# DATA LINES start
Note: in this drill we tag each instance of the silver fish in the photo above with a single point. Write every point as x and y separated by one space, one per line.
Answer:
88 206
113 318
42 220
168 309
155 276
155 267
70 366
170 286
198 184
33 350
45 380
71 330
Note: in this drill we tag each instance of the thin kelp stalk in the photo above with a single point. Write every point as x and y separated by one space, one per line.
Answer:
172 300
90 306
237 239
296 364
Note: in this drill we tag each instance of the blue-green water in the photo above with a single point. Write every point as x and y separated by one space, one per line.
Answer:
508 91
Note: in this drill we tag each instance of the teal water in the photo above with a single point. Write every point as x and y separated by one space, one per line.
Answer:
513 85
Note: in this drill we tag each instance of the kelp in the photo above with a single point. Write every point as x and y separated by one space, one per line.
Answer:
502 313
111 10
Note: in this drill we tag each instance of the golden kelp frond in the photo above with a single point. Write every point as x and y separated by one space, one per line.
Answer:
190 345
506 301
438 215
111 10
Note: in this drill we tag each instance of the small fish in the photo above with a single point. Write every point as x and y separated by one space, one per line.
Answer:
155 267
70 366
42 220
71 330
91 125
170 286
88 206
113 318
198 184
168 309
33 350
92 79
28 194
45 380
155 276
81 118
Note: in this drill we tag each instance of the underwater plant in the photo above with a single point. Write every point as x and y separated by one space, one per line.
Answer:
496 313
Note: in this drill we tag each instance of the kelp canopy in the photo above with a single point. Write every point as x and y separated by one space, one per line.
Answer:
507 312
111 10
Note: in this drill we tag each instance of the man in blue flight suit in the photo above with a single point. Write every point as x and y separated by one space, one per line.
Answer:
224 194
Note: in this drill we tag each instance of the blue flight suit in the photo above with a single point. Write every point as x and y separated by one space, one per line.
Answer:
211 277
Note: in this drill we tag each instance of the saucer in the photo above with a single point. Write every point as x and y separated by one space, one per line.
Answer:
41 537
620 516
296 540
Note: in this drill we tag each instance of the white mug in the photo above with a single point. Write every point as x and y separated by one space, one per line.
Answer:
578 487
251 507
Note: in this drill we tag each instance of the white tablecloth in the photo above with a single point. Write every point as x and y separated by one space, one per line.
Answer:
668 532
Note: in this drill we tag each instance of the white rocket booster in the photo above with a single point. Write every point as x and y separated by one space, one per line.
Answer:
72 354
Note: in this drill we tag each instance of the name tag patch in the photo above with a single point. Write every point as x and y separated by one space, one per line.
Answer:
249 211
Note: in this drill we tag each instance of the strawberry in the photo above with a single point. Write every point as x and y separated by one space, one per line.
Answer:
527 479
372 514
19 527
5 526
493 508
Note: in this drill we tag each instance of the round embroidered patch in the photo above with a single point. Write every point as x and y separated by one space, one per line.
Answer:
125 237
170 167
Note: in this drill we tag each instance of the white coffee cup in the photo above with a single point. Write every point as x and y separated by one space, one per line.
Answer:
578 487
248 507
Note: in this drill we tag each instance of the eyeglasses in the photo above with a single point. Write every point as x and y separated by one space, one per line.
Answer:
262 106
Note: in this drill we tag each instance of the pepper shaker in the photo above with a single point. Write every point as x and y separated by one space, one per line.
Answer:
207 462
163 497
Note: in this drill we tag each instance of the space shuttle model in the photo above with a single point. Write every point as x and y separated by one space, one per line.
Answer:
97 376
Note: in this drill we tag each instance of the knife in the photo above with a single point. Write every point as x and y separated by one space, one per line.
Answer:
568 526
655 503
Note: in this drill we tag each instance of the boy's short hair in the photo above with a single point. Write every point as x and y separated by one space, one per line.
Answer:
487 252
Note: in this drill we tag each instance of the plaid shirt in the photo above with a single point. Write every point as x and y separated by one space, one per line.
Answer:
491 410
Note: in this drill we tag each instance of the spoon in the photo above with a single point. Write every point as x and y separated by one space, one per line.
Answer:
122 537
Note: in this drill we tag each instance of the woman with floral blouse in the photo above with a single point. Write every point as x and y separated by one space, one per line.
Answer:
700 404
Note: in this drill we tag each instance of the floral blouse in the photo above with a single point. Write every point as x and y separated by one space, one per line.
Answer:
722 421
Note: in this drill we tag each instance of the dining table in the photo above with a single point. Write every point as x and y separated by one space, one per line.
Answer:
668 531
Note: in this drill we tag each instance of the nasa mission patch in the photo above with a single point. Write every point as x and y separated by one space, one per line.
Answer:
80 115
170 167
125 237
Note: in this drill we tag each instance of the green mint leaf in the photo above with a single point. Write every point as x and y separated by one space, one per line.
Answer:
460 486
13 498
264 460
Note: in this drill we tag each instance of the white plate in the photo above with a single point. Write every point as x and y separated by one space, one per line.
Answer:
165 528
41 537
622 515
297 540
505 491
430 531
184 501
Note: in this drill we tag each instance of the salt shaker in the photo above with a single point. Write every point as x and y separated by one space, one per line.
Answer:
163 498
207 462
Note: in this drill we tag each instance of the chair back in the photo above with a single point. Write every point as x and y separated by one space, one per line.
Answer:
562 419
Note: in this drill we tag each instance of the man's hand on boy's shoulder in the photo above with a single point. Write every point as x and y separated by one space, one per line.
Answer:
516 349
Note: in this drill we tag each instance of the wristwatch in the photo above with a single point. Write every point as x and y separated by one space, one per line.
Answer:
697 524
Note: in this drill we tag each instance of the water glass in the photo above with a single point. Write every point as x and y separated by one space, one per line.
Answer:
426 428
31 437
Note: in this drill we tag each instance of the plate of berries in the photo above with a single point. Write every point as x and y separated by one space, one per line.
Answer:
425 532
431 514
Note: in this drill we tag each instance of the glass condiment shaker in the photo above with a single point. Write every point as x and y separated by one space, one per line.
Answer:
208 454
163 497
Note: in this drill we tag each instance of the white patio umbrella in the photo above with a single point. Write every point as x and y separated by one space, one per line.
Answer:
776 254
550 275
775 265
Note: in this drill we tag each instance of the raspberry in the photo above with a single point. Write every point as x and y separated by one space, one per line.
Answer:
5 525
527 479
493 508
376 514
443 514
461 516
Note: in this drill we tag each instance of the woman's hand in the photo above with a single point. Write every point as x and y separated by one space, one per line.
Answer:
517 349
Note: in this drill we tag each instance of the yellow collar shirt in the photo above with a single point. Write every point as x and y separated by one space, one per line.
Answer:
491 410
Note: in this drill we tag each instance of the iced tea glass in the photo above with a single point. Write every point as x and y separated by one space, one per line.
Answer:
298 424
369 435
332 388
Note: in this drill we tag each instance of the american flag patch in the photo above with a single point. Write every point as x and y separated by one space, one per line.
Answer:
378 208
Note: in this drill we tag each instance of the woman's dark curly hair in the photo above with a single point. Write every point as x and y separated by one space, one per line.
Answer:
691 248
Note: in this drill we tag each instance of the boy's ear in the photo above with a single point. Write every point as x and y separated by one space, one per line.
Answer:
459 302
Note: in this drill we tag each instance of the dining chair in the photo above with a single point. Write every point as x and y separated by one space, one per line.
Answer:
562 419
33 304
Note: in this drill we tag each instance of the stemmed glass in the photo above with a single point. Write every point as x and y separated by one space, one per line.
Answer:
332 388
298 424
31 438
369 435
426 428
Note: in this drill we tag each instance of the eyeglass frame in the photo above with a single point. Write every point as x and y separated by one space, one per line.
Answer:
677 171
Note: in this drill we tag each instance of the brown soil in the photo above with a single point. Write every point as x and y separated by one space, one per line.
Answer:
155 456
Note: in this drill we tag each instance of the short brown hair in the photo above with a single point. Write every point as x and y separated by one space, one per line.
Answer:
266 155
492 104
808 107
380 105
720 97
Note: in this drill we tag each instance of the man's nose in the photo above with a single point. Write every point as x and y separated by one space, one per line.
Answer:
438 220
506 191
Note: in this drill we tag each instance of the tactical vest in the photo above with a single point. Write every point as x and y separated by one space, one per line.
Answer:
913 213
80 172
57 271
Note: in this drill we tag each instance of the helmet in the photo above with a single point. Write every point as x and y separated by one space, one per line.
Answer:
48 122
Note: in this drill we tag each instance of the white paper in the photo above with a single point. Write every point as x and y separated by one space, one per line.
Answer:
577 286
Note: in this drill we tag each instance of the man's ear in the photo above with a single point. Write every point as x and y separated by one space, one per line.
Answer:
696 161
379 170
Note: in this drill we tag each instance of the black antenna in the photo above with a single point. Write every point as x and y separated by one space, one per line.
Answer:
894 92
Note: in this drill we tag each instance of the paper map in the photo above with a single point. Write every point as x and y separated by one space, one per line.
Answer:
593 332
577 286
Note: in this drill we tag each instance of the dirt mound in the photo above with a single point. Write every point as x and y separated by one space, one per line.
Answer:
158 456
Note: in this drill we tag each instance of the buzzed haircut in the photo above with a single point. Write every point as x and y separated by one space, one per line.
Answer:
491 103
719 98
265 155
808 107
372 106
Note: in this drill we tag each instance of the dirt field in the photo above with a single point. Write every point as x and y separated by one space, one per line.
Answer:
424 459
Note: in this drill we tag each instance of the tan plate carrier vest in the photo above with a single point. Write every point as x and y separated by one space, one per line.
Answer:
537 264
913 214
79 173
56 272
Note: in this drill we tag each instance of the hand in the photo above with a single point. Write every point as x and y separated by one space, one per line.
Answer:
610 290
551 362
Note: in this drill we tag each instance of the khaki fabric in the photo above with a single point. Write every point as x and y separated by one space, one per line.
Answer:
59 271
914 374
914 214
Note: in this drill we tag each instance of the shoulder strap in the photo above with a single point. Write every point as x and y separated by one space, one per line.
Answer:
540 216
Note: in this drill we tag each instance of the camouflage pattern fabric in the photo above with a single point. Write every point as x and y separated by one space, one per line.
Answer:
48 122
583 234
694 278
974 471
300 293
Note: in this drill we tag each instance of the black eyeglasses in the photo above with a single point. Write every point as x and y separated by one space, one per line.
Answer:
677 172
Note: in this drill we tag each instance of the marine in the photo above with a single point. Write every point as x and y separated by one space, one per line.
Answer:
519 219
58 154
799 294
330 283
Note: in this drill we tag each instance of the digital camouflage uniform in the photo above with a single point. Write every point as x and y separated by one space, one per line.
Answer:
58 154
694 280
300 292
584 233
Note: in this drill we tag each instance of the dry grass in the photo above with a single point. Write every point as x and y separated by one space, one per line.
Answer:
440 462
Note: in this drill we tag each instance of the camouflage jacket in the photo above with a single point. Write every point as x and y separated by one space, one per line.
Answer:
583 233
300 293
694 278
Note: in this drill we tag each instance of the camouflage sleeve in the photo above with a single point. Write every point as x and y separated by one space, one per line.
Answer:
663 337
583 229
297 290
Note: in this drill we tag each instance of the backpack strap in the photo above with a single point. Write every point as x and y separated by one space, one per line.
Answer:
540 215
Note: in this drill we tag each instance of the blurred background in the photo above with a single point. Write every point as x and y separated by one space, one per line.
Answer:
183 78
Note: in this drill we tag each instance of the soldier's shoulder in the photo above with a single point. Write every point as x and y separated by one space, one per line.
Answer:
# DATA LINES end
_OBJECTIVE_
Turn the lines of the material above into a JSON list of strings, one string per line and blank lines omitted, starting with the line that contains "Note: in this drill we tag each instance of the blurred" and continuing through the end of the material.

_OUTPUT FOR THIS TASK_
[
  "Note: in this drill we tag each instance of the blurred background in the photo above with a single point. Write every point as x and y separated by one space, one per line.",
  "Answer:",
  "183 78",
  "Note: in this drill we tag each instance of the soldier's shoulder in the photo above with a single point. Write every point as x and y separated by one space, one per line.",
  "Answer:"
]